Set exercise
Extract each line of the records below that contains the string "hanging". Case counts.

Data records
>> START

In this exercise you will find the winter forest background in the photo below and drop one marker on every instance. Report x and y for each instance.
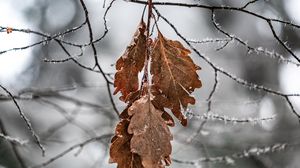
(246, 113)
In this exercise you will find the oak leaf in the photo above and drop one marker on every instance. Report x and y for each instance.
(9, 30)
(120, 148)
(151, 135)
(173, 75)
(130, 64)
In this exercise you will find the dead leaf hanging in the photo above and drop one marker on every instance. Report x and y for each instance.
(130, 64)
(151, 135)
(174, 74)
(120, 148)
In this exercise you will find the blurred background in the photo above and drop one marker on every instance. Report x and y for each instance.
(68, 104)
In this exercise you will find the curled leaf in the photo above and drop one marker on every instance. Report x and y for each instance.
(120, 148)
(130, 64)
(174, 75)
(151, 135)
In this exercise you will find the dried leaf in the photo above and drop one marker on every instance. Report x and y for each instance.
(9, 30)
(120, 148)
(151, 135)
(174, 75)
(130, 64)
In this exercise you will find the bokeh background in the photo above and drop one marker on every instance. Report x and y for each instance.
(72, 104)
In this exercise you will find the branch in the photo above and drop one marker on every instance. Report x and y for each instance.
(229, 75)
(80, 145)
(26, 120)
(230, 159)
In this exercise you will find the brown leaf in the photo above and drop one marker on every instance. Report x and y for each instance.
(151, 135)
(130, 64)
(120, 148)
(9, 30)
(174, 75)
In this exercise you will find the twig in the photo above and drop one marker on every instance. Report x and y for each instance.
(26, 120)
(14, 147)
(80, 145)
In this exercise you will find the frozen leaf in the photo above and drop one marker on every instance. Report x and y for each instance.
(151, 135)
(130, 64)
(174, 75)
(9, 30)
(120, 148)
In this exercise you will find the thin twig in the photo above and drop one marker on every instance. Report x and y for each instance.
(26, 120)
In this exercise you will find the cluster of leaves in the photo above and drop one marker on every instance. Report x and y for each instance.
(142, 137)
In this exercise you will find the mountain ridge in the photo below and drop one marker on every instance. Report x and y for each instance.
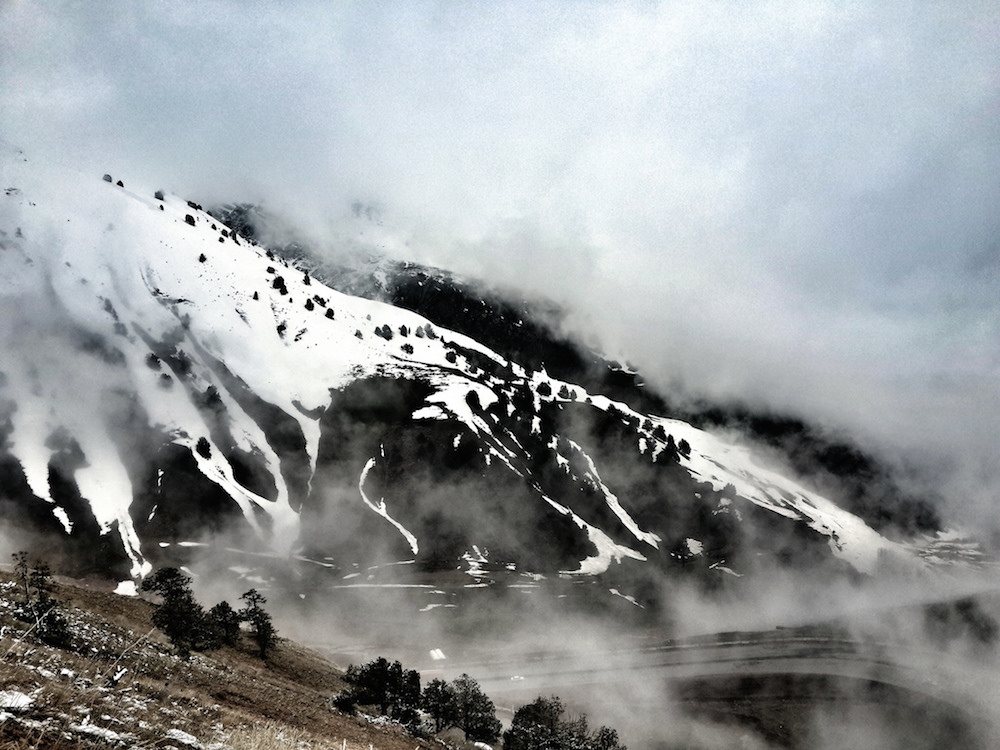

>> END
>> START

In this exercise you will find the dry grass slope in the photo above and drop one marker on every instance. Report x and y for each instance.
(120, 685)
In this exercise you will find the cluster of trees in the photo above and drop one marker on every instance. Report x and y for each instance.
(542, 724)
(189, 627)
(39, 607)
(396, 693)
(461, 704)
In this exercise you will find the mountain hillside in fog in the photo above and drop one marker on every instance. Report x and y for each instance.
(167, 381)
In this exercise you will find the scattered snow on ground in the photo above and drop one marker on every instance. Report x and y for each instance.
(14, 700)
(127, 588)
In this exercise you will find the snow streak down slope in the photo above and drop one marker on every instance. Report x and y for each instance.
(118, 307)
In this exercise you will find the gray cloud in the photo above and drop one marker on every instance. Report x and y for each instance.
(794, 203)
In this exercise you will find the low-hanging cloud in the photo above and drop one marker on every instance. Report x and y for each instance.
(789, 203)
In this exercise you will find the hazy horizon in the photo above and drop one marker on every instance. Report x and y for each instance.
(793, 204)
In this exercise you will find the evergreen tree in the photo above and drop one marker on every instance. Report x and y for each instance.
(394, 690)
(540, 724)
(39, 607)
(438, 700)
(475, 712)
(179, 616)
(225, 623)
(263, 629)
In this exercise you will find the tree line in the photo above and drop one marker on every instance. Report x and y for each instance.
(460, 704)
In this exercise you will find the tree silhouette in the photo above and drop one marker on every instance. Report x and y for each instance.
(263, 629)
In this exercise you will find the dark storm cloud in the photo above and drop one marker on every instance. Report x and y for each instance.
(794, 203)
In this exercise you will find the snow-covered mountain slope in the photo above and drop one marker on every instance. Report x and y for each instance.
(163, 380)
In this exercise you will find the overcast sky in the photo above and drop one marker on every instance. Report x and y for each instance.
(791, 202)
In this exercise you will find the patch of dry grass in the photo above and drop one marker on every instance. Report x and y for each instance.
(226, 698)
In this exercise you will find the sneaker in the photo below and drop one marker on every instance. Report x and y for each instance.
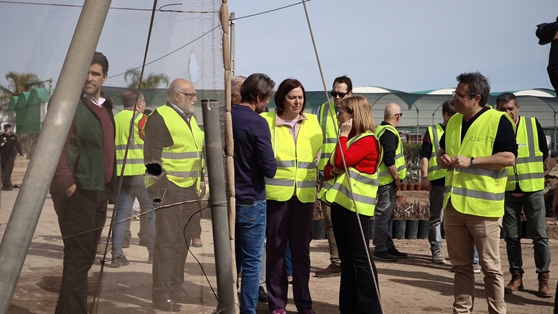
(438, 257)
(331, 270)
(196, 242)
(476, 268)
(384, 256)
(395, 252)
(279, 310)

>> END
>> START

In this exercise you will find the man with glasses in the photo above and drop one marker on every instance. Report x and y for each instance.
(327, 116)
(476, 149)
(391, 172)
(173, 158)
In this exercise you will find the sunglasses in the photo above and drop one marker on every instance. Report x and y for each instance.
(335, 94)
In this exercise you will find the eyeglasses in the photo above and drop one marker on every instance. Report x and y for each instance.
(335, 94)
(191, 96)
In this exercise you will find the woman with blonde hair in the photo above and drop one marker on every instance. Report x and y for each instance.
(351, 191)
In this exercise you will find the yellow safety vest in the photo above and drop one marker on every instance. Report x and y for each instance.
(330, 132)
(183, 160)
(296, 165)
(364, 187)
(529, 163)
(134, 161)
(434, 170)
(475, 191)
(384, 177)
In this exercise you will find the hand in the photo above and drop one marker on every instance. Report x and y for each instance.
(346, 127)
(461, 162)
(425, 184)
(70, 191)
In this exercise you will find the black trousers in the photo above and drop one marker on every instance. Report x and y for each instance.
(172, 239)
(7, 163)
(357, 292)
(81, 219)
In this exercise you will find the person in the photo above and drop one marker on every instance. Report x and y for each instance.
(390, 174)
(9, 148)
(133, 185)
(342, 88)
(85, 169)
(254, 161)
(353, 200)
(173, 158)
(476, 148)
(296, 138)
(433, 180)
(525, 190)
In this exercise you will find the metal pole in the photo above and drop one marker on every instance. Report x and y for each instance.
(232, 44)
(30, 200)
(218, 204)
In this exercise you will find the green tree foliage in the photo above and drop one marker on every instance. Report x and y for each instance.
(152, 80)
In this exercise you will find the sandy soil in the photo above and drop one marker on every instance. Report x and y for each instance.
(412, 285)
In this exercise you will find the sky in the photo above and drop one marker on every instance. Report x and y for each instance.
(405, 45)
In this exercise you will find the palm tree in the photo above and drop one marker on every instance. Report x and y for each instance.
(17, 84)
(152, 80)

>> END

Full solution
In this exercise you will find the dead leaf hanging in the photo above and drop one marker on every instance. Report x and y for each instance.
In this exercise you will find the low-hanging cloud in the photo above and drop one marker on every instance. Report x and y for each instance.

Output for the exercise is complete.